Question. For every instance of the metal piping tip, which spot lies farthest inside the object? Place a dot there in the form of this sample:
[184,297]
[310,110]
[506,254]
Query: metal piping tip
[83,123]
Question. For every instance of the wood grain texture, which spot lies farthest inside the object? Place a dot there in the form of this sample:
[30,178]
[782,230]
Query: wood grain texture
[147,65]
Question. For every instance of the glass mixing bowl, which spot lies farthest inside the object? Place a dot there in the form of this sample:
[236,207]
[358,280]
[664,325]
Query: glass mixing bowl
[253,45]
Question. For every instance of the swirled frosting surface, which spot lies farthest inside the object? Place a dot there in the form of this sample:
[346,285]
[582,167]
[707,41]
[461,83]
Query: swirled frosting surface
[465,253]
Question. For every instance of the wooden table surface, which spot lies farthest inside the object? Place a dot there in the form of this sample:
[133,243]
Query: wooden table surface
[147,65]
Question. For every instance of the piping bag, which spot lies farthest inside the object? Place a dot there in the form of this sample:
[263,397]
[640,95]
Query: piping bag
━━━━━━━━
_Your instructions_
Only the lines from the one containing "Question. For every instance of the piping" through the final line of the records above should be printed, exactly as they stand.

_Solution to the problem_
Question. For every instance of the piping bag, which spot lies farthest inside the object? Place a dot there in the form of this sample:
[263,397]
[640,95]
Query: piping bag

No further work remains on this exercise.